Какой из угадываемых обликов, перечисленных во фрагменте текста об Ахматовой, соответствует облику реальному?

▸ Фрагмент текста
▬▬▬▬▬▬▬▬▬▬

Лев Аннинский - Красный век. Эпоха и ее поэты. В 2 книгах
От первых книг, от "Вечера" и "Четок" — сцепление "нечаянных деталей", четко врезанных в стих. Устрицы во льду, нераскрытый веер, брошенный хлыстик, сломанное перо на шляпе, перчатка не на той руке. Вереница угадываемых обликов, из которых только "приморская девчонка" соответствует облику реальному (рваное от плеча до бедра платье, туфли на босу ногу), остальные — навеяны: несчастная невеста, скучающая светская бездельница, блудница среди бражников, богомолка-монашенка… Последние два варианта, обыгранные сочувственной критикой, треть века спустя смертным приговором встанут в ждановский доклад (по миновании опасности Ахматова Жданову посочувствует: "Референты подвели"), первые два варианта становятся немедленным образцом для подражания "несчастных барышень" (полвека спустя Ахматова обронит знаменитые строчки: "Я научила женщин говорить… Но, боже, как их замолчать заставить!" — а заодно признается, что и поэтическая несчастная любовь ее с самого начала — выдумка).

▬▬▬▬▬▬▬▬▬▬

▸ Список записей
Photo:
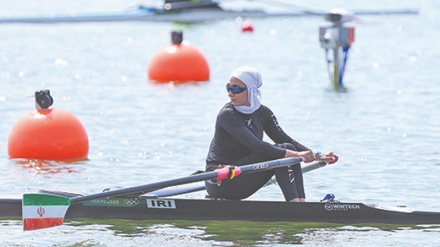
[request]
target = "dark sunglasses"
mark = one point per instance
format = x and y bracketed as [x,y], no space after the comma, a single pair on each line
[235,90]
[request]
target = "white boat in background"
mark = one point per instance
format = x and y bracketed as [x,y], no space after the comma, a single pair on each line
[190,11]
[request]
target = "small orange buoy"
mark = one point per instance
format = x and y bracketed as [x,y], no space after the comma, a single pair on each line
[247,27]
[178,63]
[48,134]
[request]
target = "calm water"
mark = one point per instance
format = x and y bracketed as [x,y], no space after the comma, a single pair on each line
[386,127]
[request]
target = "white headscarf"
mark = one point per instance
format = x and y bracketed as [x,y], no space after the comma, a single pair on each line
[252,78]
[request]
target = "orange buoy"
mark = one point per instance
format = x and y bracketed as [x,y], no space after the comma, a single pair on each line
[178,63]
[247,27]
[48,134]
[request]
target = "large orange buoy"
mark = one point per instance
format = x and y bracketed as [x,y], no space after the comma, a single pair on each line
[48,134]
[178,63]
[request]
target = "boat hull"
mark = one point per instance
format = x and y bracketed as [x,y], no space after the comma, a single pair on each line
[150,208]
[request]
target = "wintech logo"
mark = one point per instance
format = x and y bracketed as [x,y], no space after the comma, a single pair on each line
[341,207]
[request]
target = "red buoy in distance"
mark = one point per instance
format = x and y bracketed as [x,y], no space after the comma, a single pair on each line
[178,63]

▬▬▬▬▬▬▬▬▬▬

▸ Ответ на задание
Облику реальному соответствует только «приморская девчонка».